Bresnahan was the national high school coach of the year in 2011. She retired after the 2014 season.

“I truly wanted to step down after (2011), because I had nothing left,” she said.

She wrote the book, was involved in the movie and keeps busy with her speaking engagements throughout the Midwest.

Ernie Found is retired from his practice as an orthopedic surgeon. He spends most of his time in Iowa, maybe three months of the year in New Hampshire.

It was in New Hampshire, at the Cathedral of the Pines, that Ernie and Ellyn were married. It was there that all three of their children were baptized.

And at a site nearby at which Ellyn and Caroline are buried.

West announced shortly after Caroline’s death that uniform No. 9 will never be issued again. Her jersey was formally retired this fall.

Through Caroline’s death, Bresnahan softened.

“I started to show players more how much I cared,” she said. “We would tell each other we loved them. That’s something I never would have done before.

“I guess it made me more aware of kindness.”

Ernie was asked what he thought Caroline would be doing today if she were still alive.

“You know, I think about that a lot,” he said. “She would have played college volleyball. She’d want to be hanging out with her friends a lot. She would be actively working with a program like Big Brothers/Big Sisters or Best Buddies.

● What to do:
[1] Repeat the stretch of the excerpt about Bresnahan and Ernie Found from "And at a site" through "death, Bresnahan softened.", word for word.
[2] In the excerpt about Bresnahan and Ernie Found, list every activity Ernie says Caroline would be doing today if she were still alive.
[3] Decide whether each statement agrees with the excerpt about Bresnahan and Ernie Found, answering yes or no and quoting the words that settle it: (a) Bresnahan retired after the 2011 season. (b) Ernie and Ellyn were married at the Cathedral of the Pines. (c) Uniform No. 9 will never be issued again.

● Data excerpts:
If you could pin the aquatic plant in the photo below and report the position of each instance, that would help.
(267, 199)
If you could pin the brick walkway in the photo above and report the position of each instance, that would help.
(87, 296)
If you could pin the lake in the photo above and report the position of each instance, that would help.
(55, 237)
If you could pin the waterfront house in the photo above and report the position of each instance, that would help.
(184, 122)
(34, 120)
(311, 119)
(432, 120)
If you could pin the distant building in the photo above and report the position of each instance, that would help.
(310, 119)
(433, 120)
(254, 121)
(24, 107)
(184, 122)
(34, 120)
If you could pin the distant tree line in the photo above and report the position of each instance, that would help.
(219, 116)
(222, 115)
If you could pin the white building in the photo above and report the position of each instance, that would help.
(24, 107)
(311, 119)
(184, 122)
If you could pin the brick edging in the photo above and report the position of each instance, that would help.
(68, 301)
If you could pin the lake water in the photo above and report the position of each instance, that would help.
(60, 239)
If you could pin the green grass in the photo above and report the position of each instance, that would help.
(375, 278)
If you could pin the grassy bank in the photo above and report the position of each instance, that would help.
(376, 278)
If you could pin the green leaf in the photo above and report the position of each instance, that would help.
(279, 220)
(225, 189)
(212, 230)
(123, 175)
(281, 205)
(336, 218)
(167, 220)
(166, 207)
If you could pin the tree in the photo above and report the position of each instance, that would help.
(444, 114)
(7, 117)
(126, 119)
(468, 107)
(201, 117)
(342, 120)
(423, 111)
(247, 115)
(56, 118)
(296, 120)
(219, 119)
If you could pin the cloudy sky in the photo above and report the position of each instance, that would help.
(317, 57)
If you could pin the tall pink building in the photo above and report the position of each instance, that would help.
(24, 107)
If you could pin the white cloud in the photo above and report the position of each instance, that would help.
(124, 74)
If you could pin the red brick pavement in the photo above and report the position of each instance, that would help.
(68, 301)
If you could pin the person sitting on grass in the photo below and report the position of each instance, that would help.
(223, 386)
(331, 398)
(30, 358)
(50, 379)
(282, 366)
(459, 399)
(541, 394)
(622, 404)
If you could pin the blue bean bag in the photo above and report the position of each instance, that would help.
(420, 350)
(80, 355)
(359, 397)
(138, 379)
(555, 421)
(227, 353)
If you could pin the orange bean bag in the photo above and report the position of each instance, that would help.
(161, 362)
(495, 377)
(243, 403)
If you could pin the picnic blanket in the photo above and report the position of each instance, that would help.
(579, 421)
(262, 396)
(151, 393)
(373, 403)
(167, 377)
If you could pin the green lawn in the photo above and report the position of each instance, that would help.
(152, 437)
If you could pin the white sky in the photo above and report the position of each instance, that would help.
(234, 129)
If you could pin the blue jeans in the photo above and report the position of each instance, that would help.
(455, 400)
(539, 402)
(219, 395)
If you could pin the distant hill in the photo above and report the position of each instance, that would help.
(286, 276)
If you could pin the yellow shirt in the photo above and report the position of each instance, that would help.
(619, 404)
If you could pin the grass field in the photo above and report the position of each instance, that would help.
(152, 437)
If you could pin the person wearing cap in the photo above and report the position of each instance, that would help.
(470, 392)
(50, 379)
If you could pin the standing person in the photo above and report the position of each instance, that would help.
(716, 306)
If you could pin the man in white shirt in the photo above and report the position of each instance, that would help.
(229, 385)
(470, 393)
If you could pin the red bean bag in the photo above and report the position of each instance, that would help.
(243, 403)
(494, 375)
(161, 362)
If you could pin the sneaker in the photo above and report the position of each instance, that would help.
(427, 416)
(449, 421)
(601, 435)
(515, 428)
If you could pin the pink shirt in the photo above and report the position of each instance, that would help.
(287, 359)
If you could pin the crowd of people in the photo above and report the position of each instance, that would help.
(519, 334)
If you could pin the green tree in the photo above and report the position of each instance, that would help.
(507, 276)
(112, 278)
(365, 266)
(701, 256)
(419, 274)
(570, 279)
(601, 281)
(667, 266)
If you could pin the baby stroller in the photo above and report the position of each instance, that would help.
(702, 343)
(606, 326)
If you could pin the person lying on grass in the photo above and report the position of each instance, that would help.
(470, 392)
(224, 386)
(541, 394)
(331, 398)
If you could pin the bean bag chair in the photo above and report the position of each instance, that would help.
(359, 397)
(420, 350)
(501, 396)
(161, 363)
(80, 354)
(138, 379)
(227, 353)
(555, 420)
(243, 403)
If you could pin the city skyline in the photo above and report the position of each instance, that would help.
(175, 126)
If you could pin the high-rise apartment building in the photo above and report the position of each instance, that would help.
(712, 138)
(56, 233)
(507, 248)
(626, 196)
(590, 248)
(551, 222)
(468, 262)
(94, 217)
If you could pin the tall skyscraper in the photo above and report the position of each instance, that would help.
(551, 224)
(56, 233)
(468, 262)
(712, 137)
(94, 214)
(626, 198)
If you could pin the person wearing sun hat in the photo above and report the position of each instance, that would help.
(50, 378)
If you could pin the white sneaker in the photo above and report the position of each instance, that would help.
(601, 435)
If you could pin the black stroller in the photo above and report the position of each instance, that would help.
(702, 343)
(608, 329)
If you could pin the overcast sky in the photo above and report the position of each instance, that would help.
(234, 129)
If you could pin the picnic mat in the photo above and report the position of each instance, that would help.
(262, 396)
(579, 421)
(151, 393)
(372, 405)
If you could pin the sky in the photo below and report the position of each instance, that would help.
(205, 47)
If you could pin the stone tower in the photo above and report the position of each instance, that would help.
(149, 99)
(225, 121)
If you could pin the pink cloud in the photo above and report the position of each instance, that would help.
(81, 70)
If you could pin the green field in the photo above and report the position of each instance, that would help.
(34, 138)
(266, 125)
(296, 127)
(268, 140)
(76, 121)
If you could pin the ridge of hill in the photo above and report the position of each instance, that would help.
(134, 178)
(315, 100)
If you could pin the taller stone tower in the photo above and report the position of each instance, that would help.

● Answers to the exercise:
[1]
And at a site nearby at which Ellyn and Caroline are buried.

West announced shortly after Caroline’s death that uniform No. 9 will never be issued again. Her jersey was formally retired this fall.

Through Caroline’s death, Bresnahan softened.

[2]
- Playing college volleyball
- Hanging out with her friends a lot
- Actively working with a program like Big Brothers/Big Sisters or Best Buddies

[3]
(a) No: "She retired after the 2014 season."
(b) Yes: "It was in New Hampshire, at the Cathedral of the Pines, that Ernie and Ellyn were married."
(c) Yes: "uniform No. 9 will never be issued again"